Arbeitsauftrag 1:
Erkläre anhand des Lesetexts, wie es dazu kam, dass die vordersten Einheiten aus Rodes' Division und Carter's Batallion nahezu im rechten Winkel an Heth's linke Flanke anschlossen.

General Heth bereitete sich dann auf den Kampf vor, und als Pender zu seiner Unterstützung bei sich hatte, erhielt er von General Hill den Befehl zum Vormarsch. Die Artilleie wurde in Position gebracht und das Gefecht wurde mit Nachdruck eröffnet. General Heth drängte den Feind beständig zurück, durchbrach seine erste und zweite Linie und griff seine dritte Linie mit Erfolg an.

Gegen 14:30 Uhr erschien Ewell's vordersten Einheiten aus Rodes' Division und Carter's Batallion über die Middletown-Straße, sodass diese nahezu im rechten Winkel an Heth's linke Flanke an­schlossen und beherzt in den Kampf eingriffen. Heth's Truppen, die bislang gegen überlegene Kräfte an der Heidlersburg-Straße schwere Verluste erlitten hatten, stellten sich für den nun folgenden generellen Vormarsch links von Rodes auf.

Datenauflistung:
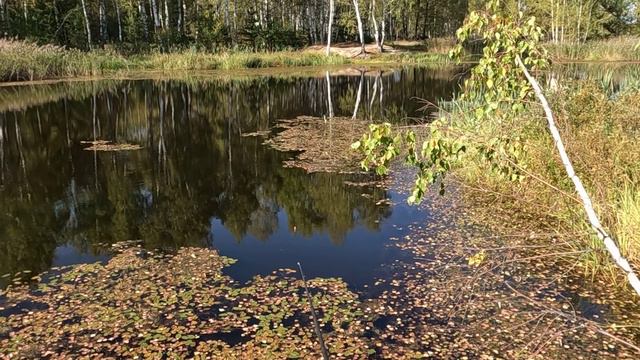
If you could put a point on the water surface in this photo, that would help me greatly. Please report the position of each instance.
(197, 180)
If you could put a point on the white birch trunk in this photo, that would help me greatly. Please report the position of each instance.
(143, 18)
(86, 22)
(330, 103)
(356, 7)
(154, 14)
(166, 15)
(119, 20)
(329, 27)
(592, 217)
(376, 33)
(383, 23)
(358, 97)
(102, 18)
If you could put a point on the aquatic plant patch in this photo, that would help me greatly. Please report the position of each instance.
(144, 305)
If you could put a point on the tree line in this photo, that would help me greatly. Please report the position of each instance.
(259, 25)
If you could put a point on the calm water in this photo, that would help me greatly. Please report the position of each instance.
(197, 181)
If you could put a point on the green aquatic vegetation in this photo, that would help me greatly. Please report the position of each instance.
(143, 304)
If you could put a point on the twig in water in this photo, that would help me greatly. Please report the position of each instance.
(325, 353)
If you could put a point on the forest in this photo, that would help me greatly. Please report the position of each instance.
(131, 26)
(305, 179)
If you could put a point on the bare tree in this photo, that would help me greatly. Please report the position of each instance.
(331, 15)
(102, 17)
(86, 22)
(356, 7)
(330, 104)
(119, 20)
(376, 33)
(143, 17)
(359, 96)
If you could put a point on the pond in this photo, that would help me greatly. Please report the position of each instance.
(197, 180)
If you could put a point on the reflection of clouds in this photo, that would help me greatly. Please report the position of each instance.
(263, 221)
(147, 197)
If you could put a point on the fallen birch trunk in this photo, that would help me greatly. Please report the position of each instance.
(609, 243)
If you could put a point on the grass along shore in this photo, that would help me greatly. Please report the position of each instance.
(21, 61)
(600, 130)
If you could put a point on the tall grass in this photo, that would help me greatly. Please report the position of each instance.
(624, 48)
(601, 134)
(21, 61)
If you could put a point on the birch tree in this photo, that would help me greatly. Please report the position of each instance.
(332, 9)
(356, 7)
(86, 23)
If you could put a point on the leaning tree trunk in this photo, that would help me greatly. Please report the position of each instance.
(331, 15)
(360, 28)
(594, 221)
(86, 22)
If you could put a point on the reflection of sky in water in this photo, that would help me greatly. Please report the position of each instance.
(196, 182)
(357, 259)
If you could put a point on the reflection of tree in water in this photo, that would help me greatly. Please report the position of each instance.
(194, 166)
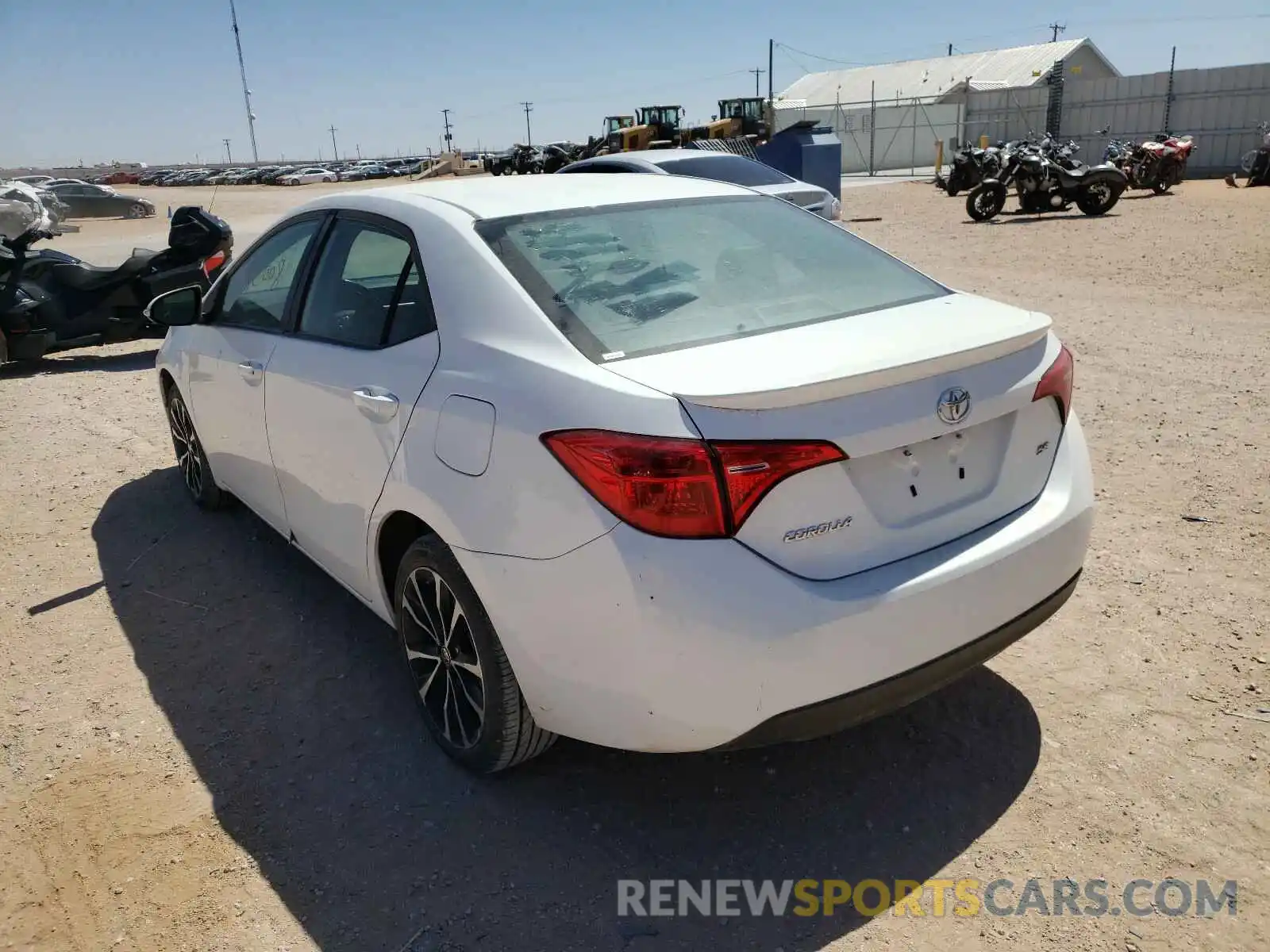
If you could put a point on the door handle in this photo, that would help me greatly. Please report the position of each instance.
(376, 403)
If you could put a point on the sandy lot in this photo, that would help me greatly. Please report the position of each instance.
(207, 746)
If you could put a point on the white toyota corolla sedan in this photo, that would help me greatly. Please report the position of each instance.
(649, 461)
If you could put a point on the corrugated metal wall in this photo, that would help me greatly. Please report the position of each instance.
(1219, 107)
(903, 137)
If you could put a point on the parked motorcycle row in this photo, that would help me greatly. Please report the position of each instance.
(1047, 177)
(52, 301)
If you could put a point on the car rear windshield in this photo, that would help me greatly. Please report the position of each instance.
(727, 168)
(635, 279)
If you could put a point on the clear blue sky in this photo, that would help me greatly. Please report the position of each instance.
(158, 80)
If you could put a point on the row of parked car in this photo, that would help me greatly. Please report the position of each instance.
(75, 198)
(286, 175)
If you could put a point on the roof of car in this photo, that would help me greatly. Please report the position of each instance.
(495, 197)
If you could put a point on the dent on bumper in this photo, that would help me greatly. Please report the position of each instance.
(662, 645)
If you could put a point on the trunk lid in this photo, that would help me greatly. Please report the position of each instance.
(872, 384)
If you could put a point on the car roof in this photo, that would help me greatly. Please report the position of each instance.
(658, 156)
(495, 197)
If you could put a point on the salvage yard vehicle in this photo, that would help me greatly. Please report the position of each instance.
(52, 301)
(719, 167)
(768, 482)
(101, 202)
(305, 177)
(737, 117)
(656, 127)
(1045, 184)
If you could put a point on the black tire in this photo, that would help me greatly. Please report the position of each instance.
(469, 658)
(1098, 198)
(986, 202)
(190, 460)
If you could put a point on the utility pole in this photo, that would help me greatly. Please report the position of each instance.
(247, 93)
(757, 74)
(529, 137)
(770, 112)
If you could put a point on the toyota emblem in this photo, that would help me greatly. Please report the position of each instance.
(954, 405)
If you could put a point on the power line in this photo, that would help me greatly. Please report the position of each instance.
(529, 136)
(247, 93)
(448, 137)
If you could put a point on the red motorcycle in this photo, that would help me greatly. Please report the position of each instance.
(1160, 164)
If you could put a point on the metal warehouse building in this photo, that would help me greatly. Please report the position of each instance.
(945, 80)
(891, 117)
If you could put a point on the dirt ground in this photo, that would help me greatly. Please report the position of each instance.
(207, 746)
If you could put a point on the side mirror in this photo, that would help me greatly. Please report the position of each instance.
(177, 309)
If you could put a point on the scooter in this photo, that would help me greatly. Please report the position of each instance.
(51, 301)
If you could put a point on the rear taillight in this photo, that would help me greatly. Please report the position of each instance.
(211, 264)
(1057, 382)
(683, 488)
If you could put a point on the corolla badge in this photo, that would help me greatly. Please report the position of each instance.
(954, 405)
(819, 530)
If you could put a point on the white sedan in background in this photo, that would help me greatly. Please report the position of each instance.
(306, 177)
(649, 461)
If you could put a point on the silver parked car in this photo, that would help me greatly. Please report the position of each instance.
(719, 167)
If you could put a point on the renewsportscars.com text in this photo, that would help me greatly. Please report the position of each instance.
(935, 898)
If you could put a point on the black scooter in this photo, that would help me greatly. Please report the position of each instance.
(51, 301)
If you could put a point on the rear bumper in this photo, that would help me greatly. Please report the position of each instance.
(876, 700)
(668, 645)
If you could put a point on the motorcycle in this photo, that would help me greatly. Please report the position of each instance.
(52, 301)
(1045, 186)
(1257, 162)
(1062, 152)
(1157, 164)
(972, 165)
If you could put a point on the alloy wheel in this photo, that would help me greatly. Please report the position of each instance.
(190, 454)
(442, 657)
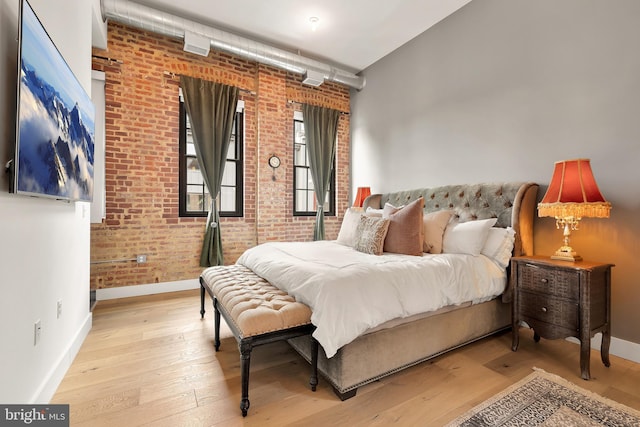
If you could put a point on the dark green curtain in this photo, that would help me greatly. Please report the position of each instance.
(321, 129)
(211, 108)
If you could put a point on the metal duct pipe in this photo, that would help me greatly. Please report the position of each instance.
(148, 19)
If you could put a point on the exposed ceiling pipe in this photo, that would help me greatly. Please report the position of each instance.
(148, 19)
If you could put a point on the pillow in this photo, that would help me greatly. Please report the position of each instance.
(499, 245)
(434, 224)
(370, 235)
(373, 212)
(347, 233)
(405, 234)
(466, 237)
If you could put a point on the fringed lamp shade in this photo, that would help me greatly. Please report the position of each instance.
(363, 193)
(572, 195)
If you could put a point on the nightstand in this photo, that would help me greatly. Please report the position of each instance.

Arbeitsauftrag 2:
Suche alle Zeilen der Datensätze heraus, die die Zeichenfolge "scooter" enthalten, und gib sie wieder. Dabei ist die Groß- und Kleinschreibung zu beachten.

Ergebnis 1:
Diese Einheiten erschienen gegen 14:30 Uhr über die Middletown-Straße. Wegen dieser Anmarschrichtung schlossen sie nahezu rechtwinklig an Heth's linke Flanke an und griffen beherzt in den Kampf ein.

Ergebnis 2:
If you could put a point on the scooter in this photo, that would help me greatly. Please report the position of each instance.
If you could put a point on the black scooter in this photo, that would help me greatly. Please report the position of each instance.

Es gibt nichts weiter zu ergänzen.